[Start of Records for this task]

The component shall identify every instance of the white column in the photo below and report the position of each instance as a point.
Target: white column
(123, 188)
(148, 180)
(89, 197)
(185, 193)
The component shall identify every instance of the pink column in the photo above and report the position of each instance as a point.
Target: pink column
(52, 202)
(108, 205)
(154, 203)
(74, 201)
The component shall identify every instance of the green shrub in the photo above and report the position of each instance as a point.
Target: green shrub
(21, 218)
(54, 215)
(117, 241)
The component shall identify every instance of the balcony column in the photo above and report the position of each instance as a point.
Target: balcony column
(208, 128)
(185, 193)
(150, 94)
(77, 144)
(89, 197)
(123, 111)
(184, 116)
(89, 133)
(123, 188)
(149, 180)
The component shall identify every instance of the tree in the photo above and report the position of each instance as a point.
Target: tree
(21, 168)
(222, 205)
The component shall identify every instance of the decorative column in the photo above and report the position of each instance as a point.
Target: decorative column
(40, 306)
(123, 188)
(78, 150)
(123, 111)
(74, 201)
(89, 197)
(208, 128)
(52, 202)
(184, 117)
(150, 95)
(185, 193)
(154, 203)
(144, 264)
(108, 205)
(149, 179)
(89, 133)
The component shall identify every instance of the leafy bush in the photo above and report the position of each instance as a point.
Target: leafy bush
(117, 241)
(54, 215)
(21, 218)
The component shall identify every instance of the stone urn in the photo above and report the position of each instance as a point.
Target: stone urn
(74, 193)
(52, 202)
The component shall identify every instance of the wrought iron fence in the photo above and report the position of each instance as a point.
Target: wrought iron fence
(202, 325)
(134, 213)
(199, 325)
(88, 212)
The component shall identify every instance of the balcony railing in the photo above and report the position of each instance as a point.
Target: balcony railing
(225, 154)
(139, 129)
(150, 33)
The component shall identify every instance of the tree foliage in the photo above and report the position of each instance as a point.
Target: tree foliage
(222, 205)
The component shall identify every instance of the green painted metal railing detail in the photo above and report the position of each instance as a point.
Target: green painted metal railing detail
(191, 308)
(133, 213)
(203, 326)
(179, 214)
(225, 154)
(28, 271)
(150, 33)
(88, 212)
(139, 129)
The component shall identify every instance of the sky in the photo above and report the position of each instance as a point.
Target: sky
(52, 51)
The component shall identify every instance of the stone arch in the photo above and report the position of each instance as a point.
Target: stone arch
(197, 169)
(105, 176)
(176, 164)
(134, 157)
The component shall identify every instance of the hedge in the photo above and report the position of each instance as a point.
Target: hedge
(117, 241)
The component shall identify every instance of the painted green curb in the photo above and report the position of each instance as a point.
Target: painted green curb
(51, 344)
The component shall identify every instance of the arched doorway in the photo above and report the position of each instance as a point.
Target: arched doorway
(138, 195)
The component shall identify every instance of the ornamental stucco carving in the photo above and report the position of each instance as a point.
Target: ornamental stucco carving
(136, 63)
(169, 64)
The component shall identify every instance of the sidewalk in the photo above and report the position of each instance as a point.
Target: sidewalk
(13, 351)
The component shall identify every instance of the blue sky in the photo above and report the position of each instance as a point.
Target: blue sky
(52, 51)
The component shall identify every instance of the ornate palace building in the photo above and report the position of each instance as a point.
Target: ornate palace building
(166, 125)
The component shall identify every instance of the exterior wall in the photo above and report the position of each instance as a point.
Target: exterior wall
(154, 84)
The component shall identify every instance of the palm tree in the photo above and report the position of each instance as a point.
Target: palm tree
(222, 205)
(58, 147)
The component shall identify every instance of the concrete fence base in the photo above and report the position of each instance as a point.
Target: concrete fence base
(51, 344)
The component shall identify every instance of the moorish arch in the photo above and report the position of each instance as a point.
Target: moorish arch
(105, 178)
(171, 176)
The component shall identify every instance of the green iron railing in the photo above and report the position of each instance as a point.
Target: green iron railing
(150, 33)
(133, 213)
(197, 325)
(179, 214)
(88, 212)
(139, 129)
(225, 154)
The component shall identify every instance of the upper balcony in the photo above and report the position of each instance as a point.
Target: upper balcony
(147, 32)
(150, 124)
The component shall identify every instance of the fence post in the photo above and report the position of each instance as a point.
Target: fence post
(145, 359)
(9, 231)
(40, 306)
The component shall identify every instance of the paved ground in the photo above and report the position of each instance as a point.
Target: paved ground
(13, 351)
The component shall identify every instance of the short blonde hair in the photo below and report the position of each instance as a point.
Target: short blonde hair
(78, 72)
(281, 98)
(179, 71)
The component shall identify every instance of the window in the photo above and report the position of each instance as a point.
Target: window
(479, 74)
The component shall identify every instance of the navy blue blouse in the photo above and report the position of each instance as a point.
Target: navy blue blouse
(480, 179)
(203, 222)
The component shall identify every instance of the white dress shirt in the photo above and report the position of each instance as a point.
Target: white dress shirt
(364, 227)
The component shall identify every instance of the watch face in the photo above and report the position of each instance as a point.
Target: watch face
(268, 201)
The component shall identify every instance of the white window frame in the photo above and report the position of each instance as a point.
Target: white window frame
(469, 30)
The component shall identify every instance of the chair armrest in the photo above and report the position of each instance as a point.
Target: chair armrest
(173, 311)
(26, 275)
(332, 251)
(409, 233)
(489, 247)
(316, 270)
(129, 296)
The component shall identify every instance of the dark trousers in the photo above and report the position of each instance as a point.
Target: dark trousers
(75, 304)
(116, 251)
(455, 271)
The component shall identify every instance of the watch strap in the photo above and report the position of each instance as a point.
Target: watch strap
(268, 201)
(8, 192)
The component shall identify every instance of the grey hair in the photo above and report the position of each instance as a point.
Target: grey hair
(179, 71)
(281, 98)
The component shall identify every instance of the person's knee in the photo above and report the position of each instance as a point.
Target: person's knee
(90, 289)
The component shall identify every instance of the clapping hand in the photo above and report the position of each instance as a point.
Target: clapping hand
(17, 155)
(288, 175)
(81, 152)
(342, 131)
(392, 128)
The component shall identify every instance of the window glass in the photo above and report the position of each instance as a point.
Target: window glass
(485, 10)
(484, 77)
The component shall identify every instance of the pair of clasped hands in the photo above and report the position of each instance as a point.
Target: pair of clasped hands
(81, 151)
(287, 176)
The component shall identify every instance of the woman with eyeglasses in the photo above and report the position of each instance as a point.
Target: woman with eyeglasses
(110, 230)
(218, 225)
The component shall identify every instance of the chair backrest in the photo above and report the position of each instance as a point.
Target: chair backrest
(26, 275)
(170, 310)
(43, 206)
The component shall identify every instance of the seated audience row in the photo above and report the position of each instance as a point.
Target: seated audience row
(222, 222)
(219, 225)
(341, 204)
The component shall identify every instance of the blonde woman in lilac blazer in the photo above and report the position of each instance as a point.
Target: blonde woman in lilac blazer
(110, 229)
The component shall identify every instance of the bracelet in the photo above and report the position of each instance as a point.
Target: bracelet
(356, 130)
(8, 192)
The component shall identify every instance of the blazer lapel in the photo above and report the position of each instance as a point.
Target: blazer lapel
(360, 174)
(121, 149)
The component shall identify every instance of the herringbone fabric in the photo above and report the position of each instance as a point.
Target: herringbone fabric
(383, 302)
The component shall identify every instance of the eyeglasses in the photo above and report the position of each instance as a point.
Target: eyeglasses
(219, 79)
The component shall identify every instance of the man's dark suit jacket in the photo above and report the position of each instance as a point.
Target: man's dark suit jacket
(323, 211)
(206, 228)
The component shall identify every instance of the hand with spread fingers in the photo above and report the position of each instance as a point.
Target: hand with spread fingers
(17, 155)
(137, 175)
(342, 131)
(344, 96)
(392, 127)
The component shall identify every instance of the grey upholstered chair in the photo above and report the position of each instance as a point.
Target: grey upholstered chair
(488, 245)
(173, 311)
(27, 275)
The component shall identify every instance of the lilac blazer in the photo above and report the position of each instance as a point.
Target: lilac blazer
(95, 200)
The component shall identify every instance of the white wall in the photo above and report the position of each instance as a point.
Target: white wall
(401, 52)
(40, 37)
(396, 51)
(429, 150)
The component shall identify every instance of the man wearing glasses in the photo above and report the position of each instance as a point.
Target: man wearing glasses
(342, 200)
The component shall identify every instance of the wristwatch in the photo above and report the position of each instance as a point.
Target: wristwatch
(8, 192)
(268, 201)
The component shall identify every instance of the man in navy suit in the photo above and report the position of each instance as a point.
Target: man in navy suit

[End of Records for this task]

= Stated problem =
Give again the lines from the line holding "The component shall identify every instance of the hand" through the close of the listing, both included, exactly as written and with nothing else.

= Answer to the task =
The component shall identify every instance of the hand with spread fingers in the photo above and report the position of each instance as a point.
Target: hand with spread fingers
(17, 155)
(137, 175)
(342, 131)
(344, 96)
(392, 127)
The component shall identify every instance of the grey upholstered chair in the photo above and report the position of each instance as a point.
Target: grey upholstered chair
(488, 245)
(173, 311)
(27, 275)
The component shall identify every instance of the lilac blazer in the photo above and report the position of each instance as a point.
Target: lilac blazer
(95, 200)
The component shall identify every instance of the white wall in the photo above and report the position of each instance as a point.
Target: white wall
(401, 52)
(40, 37)
(396, 51)
(429, 150)
The component shall identify every instance of the man wearing glasses in the photo above and report the position of each instance as a point.
Target: man wearing glasses
(342, 200)
The component shall identify every instance of the wristwatch in the photo above and report the position of each instance as a point.
Target: wristwatch
(8, 192)
(268, 201)
The component shall identify every instance of the man in navy suit in the photo above and report the position of each instance as a point.
Target: man in navy suit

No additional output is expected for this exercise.